> What this task involves
Pick up the piece on signs that a loved one may be addicted and continue it from its final sentence.

> Text for analysis

Signs Your Loved One May Be Addicted

Addiction is a complex condition, a brain disease that is manifested by compulsive substance use despite harmful consequences. The term is most often used with regard to drug abuse or alcohol use, but it can be any activity that is carried to an extreme and can’t be stopped without causing great distress, even though the activity may itself be causing great harm. Someone who is addicted needs professional help and usually doesn’t know it. There are also a variety of treatment programs available in the United States so it can seem daunting trying to find the right program. Lake Arrowhead Recovery Center is here to help you identify if your loved one is suffering from addiction and how they can get help. 

Signs Your Loved One May Be Suffering From Addiction

The signs of addiction may be subtle at first. The two most common reasons for this are that in the early stages, the physical damage of drug or alcohol abuse hasn’t taken place yet and the addicted individual can still keep their usage a secret. However, over time, the addiction becomes more powerful and their life becomes unmanageable. 

Work or School

A student who has previously made good grades may suddenly start failing or coming close to failing. They lose interest in sports or other school activities. Truancy and an overall decrease in academic performance is an issue. They stop hanging out with their friends and socializing. 

A working professional may start calling in sick at work or just now showing up at all. Someone addicted to drugs can also become confrontational with coworkers or clients. Their quality of work will decrease and they probably don’t care about their appearance anymore. 

Secrets and Lies

Your loved one may disappear for long periods of time and refuse to say where they have been, or even lie about it. They may deny using drugs or alcohol when confronted and start hiding their use so you don’t see it. They may make promises to stop using drugs or alcohol and you find that they haven’t kept the promise. Money from your wallet may randomly disappear or your loved one will frequently ask to borrow money even though they have a job.

> Dataset content

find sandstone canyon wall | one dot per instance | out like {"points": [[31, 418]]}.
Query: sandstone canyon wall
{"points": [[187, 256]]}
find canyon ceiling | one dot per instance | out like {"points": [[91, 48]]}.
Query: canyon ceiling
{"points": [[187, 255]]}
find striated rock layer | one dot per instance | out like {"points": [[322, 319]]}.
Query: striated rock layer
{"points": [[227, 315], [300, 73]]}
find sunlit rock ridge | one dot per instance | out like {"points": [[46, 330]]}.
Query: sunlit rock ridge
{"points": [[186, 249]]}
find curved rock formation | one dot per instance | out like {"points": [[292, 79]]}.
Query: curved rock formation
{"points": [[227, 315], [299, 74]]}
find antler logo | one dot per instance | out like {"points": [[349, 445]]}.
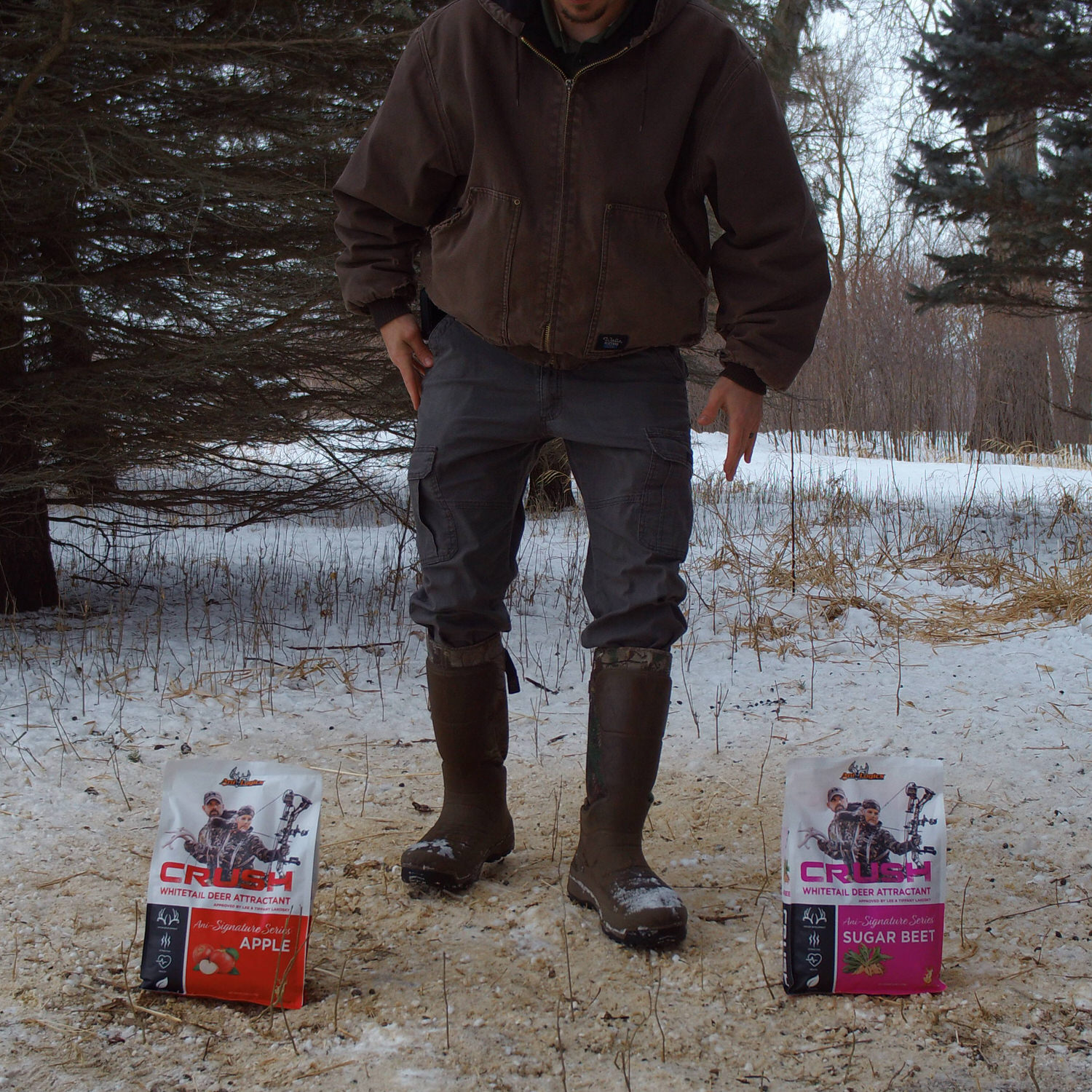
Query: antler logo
{"points": [[167, 917], [240, 778], [858, 771]]}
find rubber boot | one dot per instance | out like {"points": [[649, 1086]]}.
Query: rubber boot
{"points": [[630, 695], [467, 690]]}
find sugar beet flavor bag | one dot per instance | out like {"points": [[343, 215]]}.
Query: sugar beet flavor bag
{"points": [[863, 876], [233, 880]]}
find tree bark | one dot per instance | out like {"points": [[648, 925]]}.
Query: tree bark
{"points": [[1080, 405], [1013, 401], [28, 578]]}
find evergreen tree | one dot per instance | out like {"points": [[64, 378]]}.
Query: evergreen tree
{"points": [[167, 296], [1017, 76]]}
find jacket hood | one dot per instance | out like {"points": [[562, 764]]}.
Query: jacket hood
{"points": [[513, 15]]}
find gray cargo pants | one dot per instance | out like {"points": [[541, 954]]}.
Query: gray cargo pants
{"points": [[484, 415]]}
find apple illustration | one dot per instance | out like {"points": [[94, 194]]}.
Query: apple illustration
{"points": [[225, 959]]}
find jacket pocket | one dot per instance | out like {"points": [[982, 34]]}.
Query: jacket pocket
{"points": [[471, 261], [666, 507], [650, 292], [436, 526]]}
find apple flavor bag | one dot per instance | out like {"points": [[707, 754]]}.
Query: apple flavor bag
{"points": [[233, 882], [863, 876]]}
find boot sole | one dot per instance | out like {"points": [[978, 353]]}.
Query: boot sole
{"points": [[642, 937], [423, 876]]}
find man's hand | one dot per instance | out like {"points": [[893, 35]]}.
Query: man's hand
{"points": [[744, 411], [408, 352]]}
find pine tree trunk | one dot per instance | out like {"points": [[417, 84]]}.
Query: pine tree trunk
{"points": [[1013, 401], [1081, 402], [28, 579], [82, 448], [781, 52]]}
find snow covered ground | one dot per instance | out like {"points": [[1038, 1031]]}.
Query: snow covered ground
{"points": [[935, 609]]}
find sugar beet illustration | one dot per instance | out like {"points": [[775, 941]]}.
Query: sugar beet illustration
{"points": [[865, 960]]}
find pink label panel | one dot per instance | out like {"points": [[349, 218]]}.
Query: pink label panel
{"points": [[889, 949]]}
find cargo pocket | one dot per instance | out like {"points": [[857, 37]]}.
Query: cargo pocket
{"points": [[470, 264], [436, 528], [650, 292], [666, 505]]}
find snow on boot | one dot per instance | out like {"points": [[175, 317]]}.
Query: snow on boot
{"points": [[470, 720], [629, 697]]}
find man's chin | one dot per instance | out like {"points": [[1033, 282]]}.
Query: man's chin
{"points": [[585, 15]]}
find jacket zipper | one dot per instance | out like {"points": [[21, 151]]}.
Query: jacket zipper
{"points": [[555, 269]]}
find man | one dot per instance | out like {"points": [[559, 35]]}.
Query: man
{"points": [[207, 845], [873, 844], [842, 828], [242, 847], [550, 161]]}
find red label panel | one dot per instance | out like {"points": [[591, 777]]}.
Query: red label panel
{"points": [[242, 957]]}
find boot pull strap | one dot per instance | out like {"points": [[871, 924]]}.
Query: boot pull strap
{"points": [[511, 674]]}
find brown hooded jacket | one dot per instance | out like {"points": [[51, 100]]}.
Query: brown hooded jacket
{"points": [[563, 215]]}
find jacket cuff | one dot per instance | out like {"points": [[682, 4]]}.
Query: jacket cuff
{"points": [[744, 376], [384, 310]]}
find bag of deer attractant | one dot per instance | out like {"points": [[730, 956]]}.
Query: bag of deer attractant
{"points": [[233, 880], [863, 876]]}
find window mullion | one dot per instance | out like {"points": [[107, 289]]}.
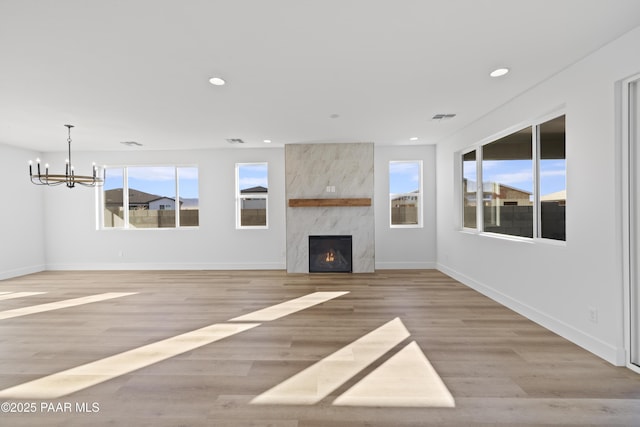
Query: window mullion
{"points": [[535, 141], [176, 205], [125, 196]]}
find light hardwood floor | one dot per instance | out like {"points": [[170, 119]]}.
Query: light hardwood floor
{"points": [[499, 368]]}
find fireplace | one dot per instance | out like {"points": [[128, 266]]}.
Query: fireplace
{"points": [[330, 254]]}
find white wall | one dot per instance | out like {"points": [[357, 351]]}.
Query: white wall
{"points": [[74, 243], [555, 284], [405, 247], [21, 216]]}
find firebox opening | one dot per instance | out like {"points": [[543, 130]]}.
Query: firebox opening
{"points": [[330, 254]]}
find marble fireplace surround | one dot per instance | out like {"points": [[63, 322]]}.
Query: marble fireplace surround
{"points": [[329, 191]]}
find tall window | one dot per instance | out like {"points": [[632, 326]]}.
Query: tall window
{"points": [[469, 189], [252, 190], [151, 197], [523, 183], [553, 187], [405, 193]]}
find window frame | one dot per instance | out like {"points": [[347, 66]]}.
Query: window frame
{"points": [[535, 146], [125, 198], [240, 197], [420, 198]]}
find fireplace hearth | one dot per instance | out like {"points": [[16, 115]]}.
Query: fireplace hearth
{"points": [[330, 254]]}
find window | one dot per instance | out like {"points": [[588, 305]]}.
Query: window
{"points": [[469, 189], [507, 176], [523, 183], [251, 195], [405, 193], [154, 196], [553, 187]]}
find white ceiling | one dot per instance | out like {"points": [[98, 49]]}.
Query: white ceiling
{"points": [[138, 70]]}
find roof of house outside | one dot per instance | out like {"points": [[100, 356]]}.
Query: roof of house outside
{"points": [[257, 189], [136, 197]]}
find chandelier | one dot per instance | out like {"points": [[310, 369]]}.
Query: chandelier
{"points": [[70, 179]]}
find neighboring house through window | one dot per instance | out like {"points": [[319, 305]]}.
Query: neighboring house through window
{"points": [[405, 193], [154, 197], [252, 191], [523, 177]]}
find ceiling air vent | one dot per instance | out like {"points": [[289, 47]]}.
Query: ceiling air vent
{"points": [[443, 116], [131, 143]]}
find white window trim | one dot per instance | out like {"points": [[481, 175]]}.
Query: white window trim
{"points": [[479, 230]]}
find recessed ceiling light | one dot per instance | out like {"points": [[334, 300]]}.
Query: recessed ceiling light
{"points": [[499, 72], [216, 81]]}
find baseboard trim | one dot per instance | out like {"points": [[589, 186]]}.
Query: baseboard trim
{"points": [[405, 265], [166, 266], [608, 352]]}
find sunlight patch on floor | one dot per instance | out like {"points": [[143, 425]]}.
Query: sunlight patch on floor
{"points": [[17, 312], [83, 376], [289, 307], [407, 379], [319, 380], [78, 378]]}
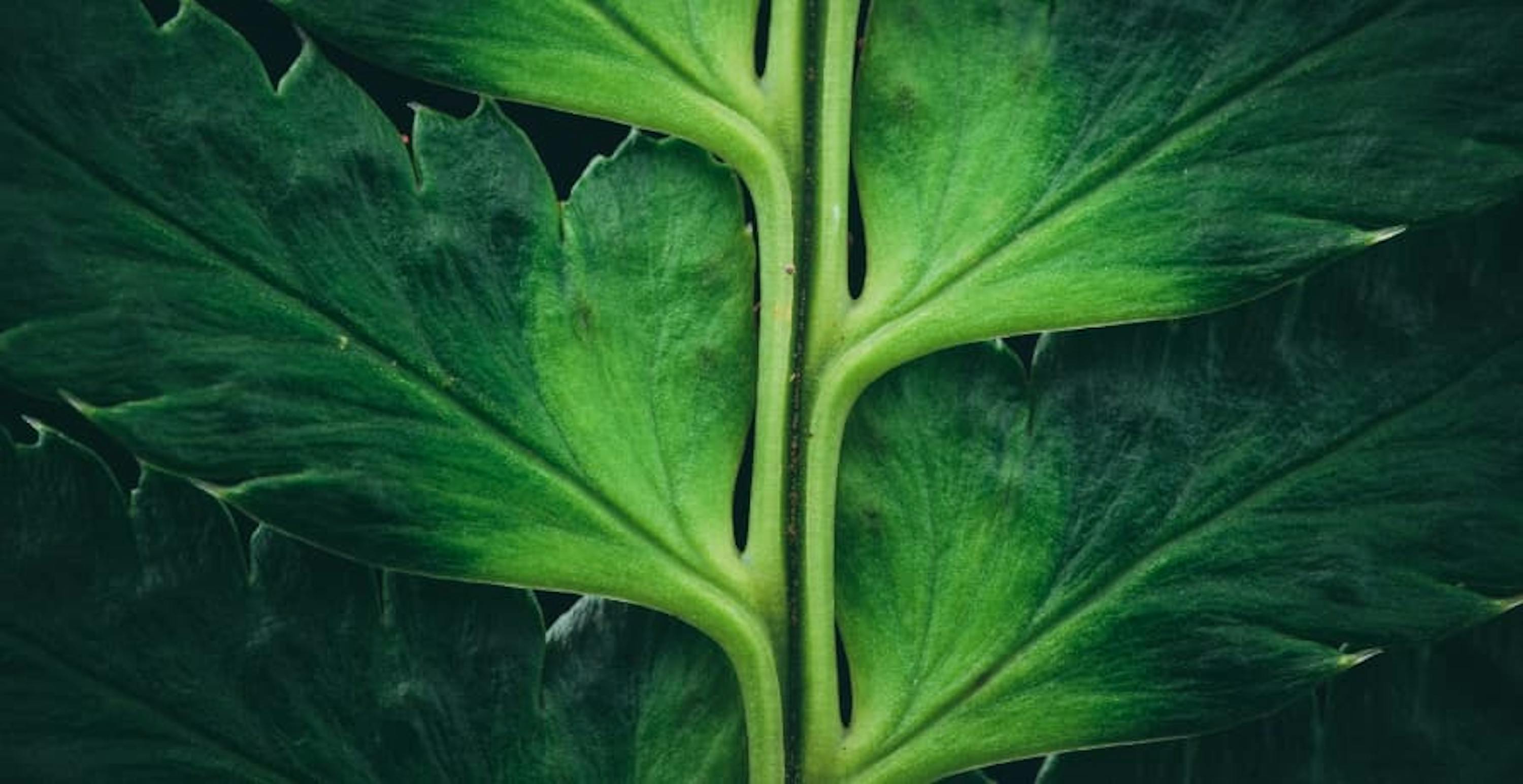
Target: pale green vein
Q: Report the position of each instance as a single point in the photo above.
(983, 679)
(416, 378)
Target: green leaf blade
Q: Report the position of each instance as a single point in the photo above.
(138, 644)
(1158, 160)
(1440, 713)
(253, 290)
(677, 66)
(1182, 524)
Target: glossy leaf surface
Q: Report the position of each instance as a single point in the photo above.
(1030, 166)
(681, 66)
(139, 644)
(428, 363)
(1444, 713)
(1172, 527)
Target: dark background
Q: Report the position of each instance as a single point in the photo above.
(566, 142)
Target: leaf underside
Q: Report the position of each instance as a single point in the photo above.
(139, 644)
(1167, 529)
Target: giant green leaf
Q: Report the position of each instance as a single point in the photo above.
(1438, 713)
(1029, 165)
(424, 363)
(1172, 527)
(680, 66)
(139, 644)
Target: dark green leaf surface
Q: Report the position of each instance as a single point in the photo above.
(1172, 527)
(1029, 165)
(1434, 714)
(138, 646)
(425, 363)
(681, 66)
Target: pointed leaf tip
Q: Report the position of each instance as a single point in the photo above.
(1348, 661)
(1380, 235)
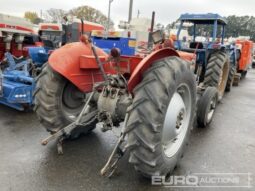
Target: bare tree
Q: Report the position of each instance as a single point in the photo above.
(90, 14)
(54, 15)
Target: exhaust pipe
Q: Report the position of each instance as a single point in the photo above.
(130, 11)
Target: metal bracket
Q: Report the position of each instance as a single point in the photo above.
(61, 134)
(117, 153)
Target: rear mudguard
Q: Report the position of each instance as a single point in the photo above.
(136, 76)
(69, 62)
(76, 63)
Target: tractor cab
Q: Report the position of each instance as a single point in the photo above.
(208, 33)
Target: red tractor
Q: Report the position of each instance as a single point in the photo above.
(154, 97)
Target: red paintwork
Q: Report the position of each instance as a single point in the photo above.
(16, 27)
(87, 27)
(136, 76)
(75, 62)
(187, 56)
(246, 54)
(89, 61)
(66, 61)
(52, 27)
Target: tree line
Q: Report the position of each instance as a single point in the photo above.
(56, 15)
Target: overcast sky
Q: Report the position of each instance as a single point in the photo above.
(166, 10)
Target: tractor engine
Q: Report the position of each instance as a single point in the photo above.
(113, 102)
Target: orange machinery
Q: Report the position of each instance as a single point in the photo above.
(245, 60)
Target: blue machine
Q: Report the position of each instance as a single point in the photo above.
(215, 40)
(125, 45)
(17, 81)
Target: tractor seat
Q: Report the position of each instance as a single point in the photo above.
(198, 45)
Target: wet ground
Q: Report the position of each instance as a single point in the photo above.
(226, 146)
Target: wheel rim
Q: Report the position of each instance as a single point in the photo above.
(211, 109)
(72, 101)
(176, 121)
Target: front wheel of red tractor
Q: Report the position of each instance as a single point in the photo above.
(161, 117)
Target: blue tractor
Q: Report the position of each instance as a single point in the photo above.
(214, 65)
(18, 74)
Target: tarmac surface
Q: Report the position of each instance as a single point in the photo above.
(226, 146)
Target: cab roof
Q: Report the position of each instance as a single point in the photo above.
(208, 18)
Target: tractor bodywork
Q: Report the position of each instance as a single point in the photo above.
(23, 54)
(153, 96)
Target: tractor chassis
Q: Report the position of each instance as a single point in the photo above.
(64, 133)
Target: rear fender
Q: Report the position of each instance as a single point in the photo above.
(75, 62)
(136, 76)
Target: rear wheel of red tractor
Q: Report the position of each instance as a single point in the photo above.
(161, 116)
(230, 81)
(217, 71)
(58, 102)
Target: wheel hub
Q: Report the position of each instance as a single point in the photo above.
(176, 121)
(211, 109)
(72, 101)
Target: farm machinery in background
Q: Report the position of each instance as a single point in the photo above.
(244, 52)
(152, 98)
(23, 53)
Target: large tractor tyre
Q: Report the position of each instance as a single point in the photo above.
(58, 102)
(161, 117)
(243, 74)
(217, 71)
(206, 106)
(230, 81)
(253, 65)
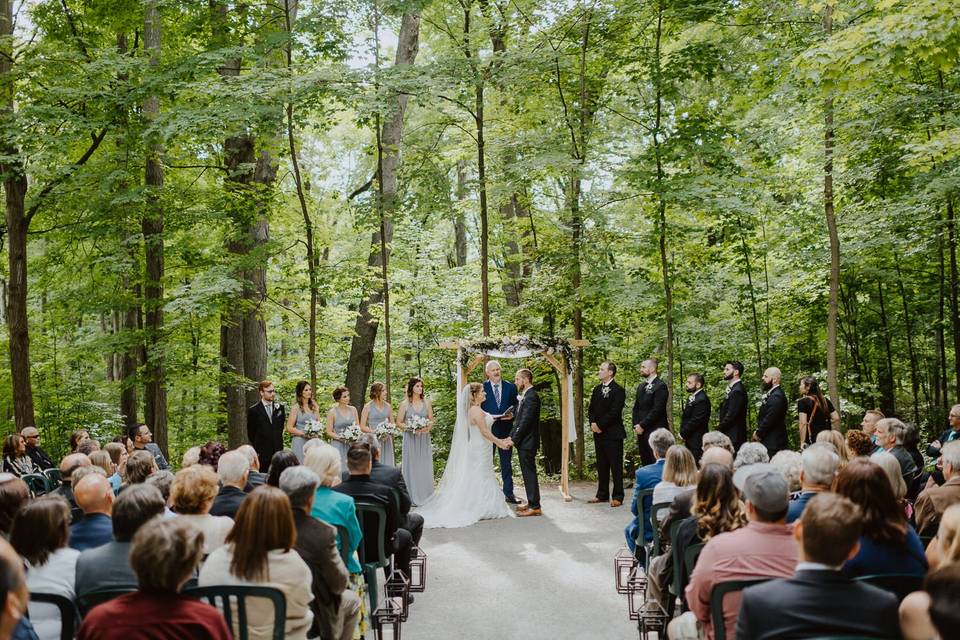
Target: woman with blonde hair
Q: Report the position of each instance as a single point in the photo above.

> Task answer
Volatile Moods

Your loved one who has previously been easy-going may suddenly exhibit bursts of rage. They may be happy one minute and suddenly seem depressed the next. Things that once brought them enjoyment may no longer interest them and they become irritable if questioned about why. You’ll try to force them to attend an event that takes time away from their substance abuse, so they refuse to go. You feel like you no longer know who your loved one is and they know nothing about you anymore.

How to Get Them Help

Help is out there for suffering drug or alcohol addicts. If you think someone is struggling, you can confront them and tell them you’re worried about them. You can let them know they’re hurting themselves and need to stop using. You can also use the help of a trained interventionist to do this.

Whether you are confronting your loved one alone or in an intervention, it’s important to remain calm and non-judgmental. You don’t want your loved one to feel attacked, you just want them to know you’re here to help. Reassure them that they aren’t alone and you will stand by them as they undergo treatment.

Let us Help

We know how scary watching someone battle addiction can be. Lake Arrowhead Recovery Center is here to answer all your questions on what to do and help guide you in figuring out the first steps.

We’re an addiction treatment matching service that will work with you to find the best possible help for your loved one. Our help is available 24/7 and most importantly, free. Today could be the start of a wonderful future. Contact us now!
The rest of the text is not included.